Rewrite the data below from the line with "Hello! I'm working on an inventory count and need the moon" to the line with "276 47 314 68", both included, keeping the requests and shifting every bounding box coordinate in the answers by -80.

Records of labeled boxes:
========================================

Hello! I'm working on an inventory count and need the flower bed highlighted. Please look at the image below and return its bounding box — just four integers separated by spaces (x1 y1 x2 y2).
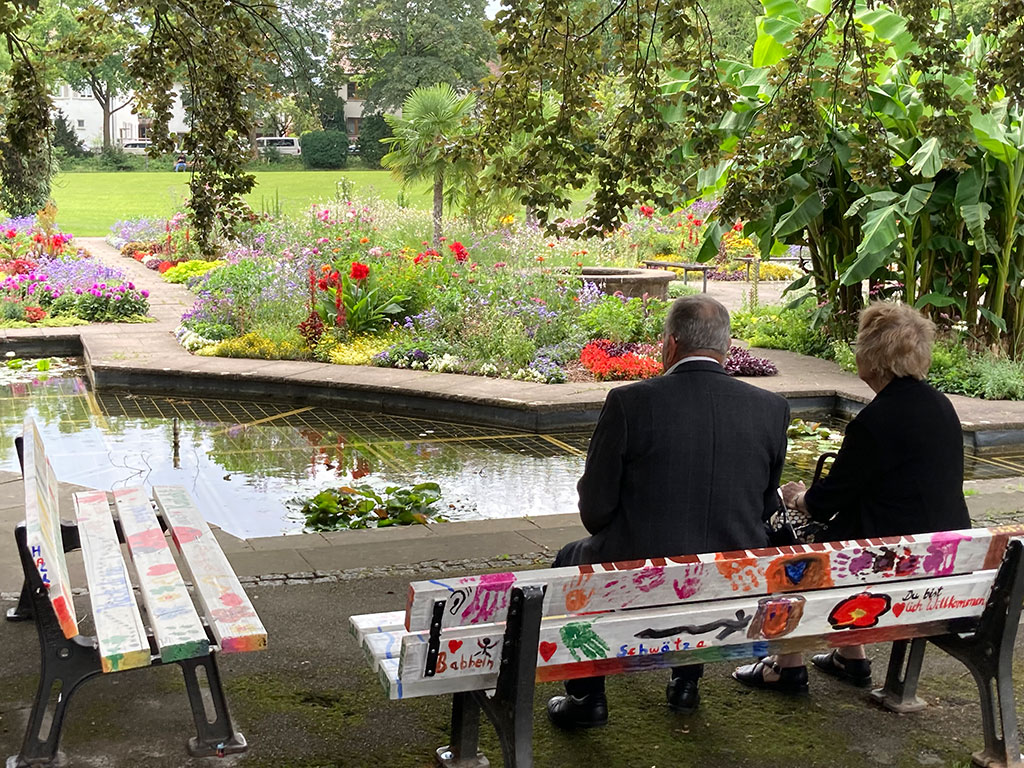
119 196 790 383
0 209 148 328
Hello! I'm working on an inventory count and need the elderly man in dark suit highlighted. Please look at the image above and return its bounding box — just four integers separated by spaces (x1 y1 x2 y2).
548 294 790 728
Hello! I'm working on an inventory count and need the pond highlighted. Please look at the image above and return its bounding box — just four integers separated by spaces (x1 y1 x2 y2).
0 364 1024 538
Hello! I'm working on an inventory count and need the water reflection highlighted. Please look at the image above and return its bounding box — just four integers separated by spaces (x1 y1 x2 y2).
0 371 1024 538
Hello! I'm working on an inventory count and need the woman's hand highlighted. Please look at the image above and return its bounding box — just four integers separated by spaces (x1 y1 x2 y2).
781 481 807 512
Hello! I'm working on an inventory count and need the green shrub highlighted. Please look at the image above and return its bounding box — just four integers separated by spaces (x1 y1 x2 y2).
732 301 834 359
356 115 391 168
669 280 700 299
164 259 224 283
300 131 348 170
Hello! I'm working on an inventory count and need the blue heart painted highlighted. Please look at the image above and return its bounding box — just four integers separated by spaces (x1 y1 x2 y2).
784 560 809 584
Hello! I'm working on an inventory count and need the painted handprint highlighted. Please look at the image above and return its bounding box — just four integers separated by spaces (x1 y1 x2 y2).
715 554 764 592
462 573 515 624
672 562 703 600
560 622 610 662
562 573 594 613
924 531 971 575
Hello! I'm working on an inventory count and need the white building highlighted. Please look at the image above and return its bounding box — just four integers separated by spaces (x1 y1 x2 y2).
51 84 188 148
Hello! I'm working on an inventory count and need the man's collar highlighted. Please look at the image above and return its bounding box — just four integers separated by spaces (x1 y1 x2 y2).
662 354 722 376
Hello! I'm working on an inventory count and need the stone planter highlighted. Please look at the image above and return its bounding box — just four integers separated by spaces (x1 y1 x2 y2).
580 266 676 300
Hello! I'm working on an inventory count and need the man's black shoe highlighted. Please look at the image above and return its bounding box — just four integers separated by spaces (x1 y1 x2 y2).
665 678 700 715
548 693 608 731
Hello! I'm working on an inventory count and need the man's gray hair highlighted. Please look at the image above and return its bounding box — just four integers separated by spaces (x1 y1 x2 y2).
665 294 732 354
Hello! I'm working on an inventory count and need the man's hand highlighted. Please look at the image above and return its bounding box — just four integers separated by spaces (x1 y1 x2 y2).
781 480 807 512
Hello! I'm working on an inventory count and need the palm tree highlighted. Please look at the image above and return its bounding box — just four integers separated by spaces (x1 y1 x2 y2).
381 83 476 248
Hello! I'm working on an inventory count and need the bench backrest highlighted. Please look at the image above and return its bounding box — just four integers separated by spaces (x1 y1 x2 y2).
389 526 1024 695
25 419 266 672
22 417 78 637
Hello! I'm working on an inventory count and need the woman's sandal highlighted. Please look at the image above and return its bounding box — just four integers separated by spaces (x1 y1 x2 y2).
811 648 871 688
732 658 808 693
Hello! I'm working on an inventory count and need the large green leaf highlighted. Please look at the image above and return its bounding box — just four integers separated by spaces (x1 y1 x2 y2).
900 181 935 217
772 188 824 238
953 166 985 212
844 189 899 218
961 203 992 253
910 136 942 178
841 204 899 286
913 293 964 311
971 112 1020 165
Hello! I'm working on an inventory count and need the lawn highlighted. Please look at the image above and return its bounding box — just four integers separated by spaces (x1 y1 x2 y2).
52 170 430 237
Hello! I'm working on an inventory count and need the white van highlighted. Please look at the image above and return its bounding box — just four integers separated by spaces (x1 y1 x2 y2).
256 136 302 155
121 138 153 155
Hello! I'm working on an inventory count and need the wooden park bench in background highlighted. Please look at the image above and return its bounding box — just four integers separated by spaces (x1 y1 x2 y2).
640 259 717 293
7 419 266 768
350 526 1024 768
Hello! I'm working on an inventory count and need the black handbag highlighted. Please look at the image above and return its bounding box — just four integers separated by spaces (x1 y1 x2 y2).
765 490 800 547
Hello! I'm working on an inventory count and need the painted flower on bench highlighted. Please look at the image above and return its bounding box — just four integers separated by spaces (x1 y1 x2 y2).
828 592 892 630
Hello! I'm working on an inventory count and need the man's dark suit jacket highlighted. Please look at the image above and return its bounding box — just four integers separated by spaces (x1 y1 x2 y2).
569 360 790 565
804 377 971 540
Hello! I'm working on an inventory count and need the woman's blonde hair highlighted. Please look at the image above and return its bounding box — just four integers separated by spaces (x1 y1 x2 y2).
857 301 935 379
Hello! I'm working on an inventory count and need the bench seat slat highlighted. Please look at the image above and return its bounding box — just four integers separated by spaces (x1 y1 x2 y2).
400 570 995 684
153 485 266 653
23 417 78 638
406 525 1024 632
114 487 210 662
375 658 498 699
348 610 406 646
74 490 152 672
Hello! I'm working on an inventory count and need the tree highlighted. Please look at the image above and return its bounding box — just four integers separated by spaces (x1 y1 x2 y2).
381 84 476 248
333 0 495 112
53 112 85 158
55 2 142 150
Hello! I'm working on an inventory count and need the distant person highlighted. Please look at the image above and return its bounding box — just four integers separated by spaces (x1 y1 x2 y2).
732 302 971 692
548 294 790 729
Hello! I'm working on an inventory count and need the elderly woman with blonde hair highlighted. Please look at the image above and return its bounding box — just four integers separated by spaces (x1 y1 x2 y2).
733 302 971 693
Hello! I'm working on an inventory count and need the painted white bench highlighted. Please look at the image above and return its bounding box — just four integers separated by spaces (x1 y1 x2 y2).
7 419 266 768
350 526 1024 768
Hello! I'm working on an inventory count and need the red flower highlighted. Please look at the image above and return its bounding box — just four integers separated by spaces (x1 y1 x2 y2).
828 592 892 630
25 306 46 323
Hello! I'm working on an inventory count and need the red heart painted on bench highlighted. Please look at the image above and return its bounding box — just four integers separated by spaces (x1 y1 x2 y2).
541 641 558 662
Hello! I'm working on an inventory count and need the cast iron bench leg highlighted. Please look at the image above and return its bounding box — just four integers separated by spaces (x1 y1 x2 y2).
437 585 544 768
175 653 248 758
6 523 102 768
871 637 928 714
437 691 490 768
932 541 1024 768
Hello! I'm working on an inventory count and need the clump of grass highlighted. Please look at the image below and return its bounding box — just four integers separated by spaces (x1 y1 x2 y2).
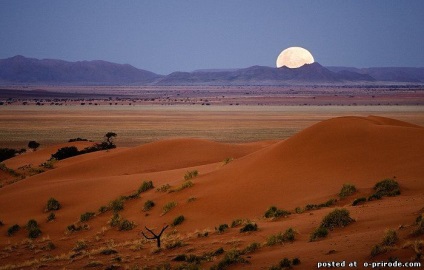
137 181 154 194
46 198 62 211
47 212 56 222
80 212 96 222
240 222 258 233
72 240 88 251
241 242 261 254
374 178 400 197
210 250 249 270
162 202 177 215
264 206 291 218
321 209 354 230
266 228 296 246
26 219 41 239
352 197 367 206
339 184 356 199
172 215 185 226
156 184 171 192
184 170 199 180
7 224 21 236
109 198 124 212
118 219 135 231
215 223 229 233
143 200 155 211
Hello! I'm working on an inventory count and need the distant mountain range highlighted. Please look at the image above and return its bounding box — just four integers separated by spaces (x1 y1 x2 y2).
0 55 424 85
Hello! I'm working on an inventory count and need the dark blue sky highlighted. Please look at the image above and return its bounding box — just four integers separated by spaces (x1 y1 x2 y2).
0 0 424 74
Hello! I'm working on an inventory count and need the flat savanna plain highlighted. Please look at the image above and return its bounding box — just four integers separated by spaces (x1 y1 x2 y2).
0 86 424 147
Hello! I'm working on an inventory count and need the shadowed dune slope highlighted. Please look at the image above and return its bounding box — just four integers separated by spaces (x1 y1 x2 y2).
187 116 424 223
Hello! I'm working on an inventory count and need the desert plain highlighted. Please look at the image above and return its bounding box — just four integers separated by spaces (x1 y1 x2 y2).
0 86 424 269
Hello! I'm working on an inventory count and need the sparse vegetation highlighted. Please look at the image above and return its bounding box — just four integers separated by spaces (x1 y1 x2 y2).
143 200 155 211
264 206 291 218
266 228 296 246
352 197 367 206
7 224 21 236
374 178 400 197
184 170 199 180
162 202 177 215
80 212 96 222
339 184 356 199
46 198 61 211
156 184 171 192
172 215 185 226
321 209 354 230
240 222 258 233
26 219 41 239
138 181 154 194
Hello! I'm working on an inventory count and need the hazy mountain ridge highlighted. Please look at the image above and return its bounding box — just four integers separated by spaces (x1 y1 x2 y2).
0 55 424 85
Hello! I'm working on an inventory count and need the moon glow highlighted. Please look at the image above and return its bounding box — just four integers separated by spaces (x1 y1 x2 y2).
276 47 314 68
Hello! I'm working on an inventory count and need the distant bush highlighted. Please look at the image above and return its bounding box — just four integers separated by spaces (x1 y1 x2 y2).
240 222 258 233
138 181 154 194
26 219 41 239
46 198 62 211
321 209 354 230
118 219 135 231
172 215 185 226
184 170 199 180
80 212 96 222
162 202 177 214
109 198 124 212
309 227 328 242
156 184 171 192
143 200 155 211
215 224 228 233
47 212 56 222
266 228 296 246
352 197 367 206
7 224 21 236
374 178 400 197
264 206 291 218
339 184 356 198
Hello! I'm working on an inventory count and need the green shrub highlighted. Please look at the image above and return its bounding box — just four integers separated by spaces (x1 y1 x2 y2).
172 215 185 226
321 209 354 230
138 181 154 194
339 184 356 198
7 224 21 236
109 198 124 212
46 198 61 211
184 170 199 180
215 224 228 233
80 212 96 222
118 219 135 231
143 200 155 211
156 184 171 192
374 179 400 197
242 242 261 254
381 230 399 246
309 227 328 242
240 222 258 233
264 206 290 218
352 197 367 206
47 212 56 222
162 202 177 214
266 228 296 246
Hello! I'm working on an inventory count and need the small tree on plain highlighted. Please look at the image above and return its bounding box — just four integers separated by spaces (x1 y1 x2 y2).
28 141 40 151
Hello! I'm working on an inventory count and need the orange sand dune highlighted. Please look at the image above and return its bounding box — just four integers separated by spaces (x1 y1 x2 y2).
0 116 424 269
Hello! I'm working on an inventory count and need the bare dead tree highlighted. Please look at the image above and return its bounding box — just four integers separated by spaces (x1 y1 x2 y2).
141 225 169 248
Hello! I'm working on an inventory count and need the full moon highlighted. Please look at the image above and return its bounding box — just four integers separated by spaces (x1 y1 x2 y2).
277 47 314 68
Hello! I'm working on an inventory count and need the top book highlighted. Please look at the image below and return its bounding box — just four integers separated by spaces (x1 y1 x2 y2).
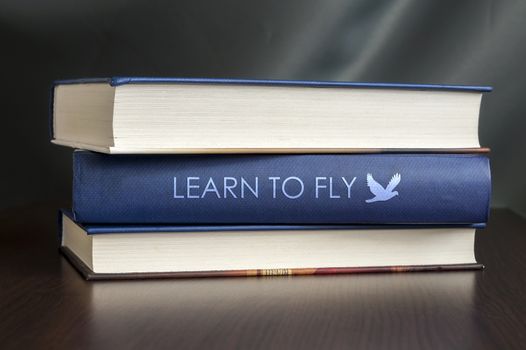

========================================

Response to this task ▸
Hello! I'm working on an inventory count and need the moon glow highlighted. Please look at the image above and return its bounding box — just four integers separated by spaces (x1 y1 x2 y2).
196 -33 234 -12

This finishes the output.